Tally the lines below that contain the word "wall" and give only that number.

▶ **Given records**
※ ※ ※

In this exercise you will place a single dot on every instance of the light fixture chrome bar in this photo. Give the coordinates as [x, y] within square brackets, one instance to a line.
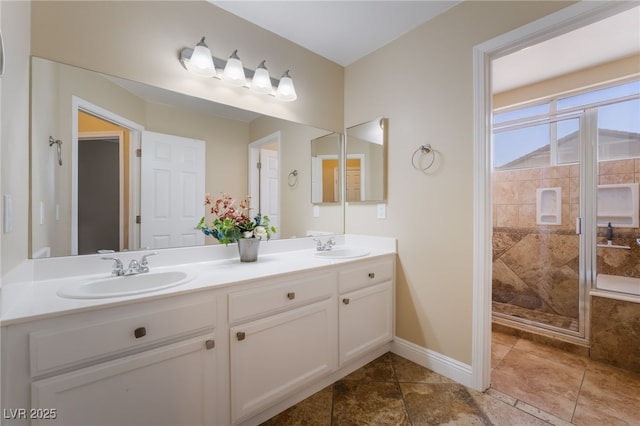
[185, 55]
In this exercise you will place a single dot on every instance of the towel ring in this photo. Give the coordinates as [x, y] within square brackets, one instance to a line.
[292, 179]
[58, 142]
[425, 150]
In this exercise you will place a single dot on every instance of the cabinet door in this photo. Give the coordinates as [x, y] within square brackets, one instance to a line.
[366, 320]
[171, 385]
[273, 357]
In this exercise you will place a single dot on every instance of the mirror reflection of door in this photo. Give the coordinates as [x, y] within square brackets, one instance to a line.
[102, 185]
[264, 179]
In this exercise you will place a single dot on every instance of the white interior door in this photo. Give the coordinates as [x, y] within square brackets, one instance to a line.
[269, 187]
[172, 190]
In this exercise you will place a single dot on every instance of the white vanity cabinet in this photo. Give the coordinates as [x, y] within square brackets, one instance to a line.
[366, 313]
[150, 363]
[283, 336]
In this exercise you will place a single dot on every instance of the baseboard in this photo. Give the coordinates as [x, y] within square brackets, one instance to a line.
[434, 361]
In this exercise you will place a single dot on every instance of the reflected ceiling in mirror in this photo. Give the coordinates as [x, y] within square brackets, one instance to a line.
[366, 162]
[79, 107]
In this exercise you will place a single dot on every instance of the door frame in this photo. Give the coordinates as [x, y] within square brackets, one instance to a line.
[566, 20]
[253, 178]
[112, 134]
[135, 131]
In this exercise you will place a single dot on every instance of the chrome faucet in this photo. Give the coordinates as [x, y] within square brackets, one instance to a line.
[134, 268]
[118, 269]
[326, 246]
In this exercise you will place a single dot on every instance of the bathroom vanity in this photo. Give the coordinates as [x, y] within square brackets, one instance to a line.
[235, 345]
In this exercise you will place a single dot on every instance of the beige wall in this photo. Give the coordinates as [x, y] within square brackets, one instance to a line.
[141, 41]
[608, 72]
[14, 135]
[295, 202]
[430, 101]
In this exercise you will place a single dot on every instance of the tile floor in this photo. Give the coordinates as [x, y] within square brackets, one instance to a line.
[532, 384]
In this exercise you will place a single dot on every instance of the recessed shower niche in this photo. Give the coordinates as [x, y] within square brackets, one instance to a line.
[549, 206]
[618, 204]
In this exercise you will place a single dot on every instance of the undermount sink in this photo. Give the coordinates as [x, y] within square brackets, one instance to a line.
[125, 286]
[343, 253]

※ ※ ※

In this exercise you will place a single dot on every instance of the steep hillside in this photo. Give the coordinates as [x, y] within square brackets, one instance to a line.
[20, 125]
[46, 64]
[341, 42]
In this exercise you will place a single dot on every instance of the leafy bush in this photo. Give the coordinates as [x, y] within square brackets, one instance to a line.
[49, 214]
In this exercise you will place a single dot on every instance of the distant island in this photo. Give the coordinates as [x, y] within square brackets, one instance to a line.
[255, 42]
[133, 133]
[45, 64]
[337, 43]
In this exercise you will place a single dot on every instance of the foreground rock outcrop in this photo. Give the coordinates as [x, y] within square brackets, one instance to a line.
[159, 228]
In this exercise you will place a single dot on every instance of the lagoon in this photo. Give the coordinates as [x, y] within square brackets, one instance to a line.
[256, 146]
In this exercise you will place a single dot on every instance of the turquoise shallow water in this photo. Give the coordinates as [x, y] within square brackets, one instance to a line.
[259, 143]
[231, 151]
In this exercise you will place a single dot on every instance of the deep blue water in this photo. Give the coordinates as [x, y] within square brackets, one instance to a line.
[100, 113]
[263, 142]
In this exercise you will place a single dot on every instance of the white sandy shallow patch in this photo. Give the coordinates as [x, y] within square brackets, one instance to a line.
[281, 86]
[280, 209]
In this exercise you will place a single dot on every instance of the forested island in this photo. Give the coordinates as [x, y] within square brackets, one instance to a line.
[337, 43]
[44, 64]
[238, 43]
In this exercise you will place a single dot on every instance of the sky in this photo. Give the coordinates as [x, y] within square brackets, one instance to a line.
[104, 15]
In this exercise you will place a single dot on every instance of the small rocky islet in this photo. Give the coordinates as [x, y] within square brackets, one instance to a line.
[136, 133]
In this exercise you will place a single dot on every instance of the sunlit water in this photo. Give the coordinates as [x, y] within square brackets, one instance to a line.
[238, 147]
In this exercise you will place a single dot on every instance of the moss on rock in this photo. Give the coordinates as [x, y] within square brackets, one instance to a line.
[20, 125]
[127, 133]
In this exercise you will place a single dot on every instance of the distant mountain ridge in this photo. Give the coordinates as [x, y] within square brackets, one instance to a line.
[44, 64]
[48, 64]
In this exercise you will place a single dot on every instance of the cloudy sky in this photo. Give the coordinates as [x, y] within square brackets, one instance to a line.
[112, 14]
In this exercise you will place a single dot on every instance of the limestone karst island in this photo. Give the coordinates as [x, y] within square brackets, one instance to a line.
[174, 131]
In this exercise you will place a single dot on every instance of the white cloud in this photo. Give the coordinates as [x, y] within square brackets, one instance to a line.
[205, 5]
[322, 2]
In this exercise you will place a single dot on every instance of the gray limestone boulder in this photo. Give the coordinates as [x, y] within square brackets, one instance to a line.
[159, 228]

※ ※ ※

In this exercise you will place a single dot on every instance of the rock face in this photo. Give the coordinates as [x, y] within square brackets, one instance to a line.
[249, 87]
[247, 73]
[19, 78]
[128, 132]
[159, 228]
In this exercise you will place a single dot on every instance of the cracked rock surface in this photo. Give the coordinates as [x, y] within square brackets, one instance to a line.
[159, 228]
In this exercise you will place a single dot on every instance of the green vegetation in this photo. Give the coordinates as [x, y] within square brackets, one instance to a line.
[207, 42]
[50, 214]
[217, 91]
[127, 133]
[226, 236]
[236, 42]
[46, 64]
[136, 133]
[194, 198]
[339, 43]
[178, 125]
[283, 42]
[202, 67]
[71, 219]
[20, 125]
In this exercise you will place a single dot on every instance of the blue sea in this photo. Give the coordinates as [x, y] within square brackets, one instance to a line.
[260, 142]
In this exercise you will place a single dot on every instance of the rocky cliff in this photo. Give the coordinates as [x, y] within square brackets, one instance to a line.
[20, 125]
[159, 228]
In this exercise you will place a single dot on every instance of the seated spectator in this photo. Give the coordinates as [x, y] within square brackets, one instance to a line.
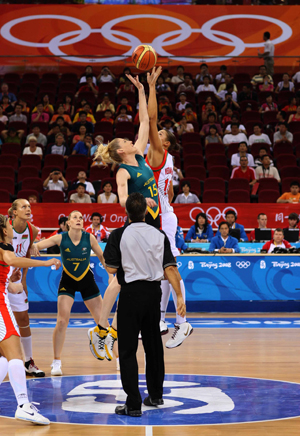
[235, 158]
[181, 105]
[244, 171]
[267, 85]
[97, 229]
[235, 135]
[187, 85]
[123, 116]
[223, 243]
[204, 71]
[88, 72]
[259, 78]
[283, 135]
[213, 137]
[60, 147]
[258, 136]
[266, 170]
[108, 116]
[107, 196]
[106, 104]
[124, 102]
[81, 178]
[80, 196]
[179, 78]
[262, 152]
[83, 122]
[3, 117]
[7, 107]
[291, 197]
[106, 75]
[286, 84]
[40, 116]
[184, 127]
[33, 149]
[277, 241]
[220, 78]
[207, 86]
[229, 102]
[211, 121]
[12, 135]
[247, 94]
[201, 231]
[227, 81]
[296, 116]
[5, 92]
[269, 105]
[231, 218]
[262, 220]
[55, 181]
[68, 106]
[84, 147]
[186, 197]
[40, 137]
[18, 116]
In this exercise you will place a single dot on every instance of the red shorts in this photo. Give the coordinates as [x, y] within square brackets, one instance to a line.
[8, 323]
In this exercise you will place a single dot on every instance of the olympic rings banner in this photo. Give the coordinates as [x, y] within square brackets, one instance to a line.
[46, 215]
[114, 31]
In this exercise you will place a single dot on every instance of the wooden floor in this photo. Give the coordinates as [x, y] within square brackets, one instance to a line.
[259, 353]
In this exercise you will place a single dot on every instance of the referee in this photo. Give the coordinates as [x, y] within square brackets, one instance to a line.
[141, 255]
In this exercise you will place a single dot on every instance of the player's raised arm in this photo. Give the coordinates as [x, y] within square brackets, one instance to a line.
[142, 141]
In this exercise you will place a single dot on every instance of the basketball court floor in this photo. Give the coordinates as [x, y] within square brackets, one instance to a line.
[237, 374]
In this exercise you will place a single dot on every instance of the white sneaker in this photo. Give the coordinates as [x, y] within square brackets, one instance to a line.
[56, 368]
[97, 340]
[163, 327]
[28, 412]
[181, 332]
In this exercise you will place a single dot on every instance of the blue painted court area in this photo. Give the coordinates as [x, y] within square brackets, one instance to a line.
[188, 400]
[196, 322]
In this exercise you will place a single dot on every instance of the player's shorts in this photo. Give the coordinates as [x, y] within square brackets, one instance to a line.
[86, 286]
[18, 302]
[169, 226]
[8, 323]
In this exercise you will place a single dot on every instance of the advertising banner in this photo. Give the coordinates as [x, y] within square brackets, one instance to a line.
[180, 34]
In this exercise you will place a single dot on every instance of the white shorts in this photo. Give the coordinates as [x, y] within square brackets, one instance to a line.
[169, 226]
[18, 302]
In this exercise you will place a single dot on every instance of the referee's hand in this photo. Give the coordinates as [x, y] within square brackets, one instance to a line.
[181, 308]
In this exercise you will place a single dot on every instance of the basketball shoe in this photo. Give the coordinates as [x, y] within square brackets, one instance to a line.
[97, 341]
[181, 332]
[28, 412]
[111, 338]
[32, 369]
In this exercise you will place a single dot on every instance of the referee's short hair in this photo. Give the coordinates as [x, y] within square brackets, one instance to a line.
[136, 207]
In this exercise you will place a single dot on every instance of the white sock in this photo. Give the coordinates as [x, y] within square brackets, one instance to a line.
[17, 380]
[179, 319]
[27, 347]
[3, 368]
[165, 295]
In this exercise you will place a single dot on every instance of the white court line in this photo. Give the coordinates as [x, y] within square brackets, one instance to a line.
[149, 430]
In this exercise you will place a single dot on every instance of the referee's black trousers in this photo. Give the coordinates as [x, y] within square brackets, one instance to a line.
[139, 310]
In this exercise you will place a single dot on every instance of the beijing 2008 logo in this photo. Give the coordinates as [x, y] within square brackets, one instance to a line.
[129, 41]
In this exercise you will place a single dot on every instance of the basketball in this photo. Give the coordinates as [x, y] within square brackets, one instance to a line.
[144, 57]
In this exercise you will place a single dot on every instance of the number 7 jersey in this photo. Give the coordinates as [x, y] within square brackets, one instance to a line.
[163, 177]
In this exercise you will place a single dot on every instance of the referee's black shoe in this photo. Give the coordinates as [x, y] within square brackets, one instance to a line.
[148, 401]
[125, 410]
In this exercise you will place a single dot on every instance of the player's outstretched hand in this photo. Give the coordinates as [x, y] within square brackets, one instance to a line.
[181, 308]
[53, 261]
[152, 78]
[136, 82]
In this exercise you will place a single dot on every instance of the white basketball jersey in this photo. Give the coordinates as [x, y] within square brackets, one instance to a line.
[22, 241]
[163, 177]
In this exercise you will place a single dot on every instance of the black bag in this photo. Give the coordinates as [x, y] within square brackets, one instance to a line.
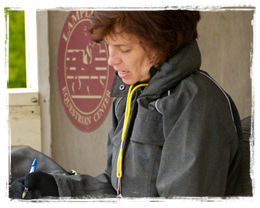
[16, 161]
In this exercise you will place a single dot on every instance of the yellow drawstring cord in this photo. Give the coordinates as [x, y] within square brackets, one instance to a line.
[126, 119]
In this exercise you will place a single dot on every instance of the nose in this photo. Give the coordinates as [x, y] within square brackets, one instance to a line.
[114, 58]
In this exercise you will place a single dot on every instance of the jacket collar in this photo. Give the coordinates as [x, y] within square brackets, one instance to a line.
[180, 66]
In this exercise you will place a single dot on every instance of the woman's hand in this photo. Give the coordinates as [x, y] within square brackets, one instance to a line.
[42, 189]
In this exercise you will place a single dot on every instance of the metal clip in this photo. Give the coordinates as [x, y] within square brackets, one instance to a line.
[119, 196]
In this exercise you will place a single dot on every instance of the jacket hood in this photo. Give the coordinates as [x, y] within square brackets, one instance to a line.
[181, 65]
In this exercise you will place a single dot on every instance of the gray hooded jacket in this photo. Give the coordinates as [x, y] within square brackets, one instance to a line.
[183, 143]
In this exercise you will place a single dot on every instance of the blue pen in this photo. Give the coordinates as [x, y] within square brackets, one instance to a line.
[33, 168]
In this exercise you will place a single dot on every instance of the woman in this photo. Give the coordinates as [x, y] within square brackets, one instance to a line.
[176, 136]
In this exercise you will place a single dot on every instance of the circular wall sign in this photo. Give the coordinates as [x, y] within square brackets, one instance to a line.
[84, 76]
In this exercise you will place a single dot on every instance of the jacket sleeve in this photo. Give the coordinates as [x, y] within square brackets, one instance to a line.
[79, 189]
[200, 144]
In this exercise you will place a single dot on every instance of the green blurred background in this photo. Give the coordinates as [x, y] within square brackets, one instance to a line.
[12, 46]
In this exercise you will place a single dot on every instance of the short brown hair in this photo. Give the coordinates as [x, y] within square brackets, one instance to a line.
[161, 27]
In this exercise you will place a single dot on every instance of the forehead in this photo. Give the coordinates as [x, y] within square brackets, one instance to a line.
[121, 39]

※ ※ ※

▶ **Answer to the problem**
2